WRITTEN PROBLEM: Copy the records word for word, beginning at their first line and continuing through the line containing "71], [96, 72]]", with that line included.

Extracted records:
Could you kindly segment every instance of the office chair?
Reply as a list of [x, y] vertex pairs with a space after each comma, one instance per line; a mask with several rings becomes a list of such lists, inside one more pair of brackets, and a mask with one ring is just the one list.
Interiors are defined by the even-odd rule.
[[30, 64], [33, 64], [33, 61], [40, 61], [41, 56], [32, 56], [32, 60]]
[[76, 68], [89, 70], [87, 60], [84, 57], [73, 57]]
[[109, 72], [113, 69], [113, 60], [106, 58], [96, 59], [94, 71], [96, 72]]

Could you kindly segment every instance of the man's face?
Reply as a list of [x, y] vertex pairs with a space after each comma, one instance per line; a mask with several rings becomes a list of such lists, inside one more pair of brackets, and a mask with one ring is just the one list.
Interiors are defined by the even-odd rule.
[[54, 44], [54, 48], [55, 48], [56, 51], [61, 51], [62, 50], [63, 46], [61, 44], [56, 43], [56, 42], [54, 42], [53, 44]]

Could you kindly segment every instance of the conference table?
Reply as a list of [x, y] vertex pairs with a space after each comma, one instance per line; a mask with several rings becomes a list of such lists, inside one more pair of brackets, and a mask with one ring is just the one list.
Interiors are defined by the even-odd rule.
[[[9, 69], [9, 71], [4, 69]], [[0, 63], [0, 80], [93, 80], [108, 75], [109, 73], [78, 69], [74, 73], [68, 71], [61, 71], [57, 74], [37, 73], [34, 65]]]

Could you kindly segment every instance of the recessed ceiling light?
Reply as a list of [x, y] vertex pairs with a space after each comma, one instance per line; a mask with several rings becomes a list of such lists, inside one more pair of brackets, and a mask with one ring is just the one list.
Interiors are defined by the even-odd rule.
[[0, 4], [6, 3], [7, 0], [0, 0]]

RESULT OF THE EXERCISE:
Could you kindly segment every instance of the office chair?
Reply as a list of [x, y] vertex pairs with a space after each comma, one instance per line; a mask with several rings becomes a list of such lists, inside one more pair of brackets, and a mask with one ring is just the one list.
Interiors are defined by the even-odd rule.
[[30, 64], [33, 64], [33, 61], [40, 61], [41, 56], [32, 56], [32, 60]]
[[76, 68], [89, 70], [87, 60], [84, 57], [73, 57]]
[[109, 72], [113, 69], [113, 60], [106, 58], [96, 59], [94, 71], [96, 72]]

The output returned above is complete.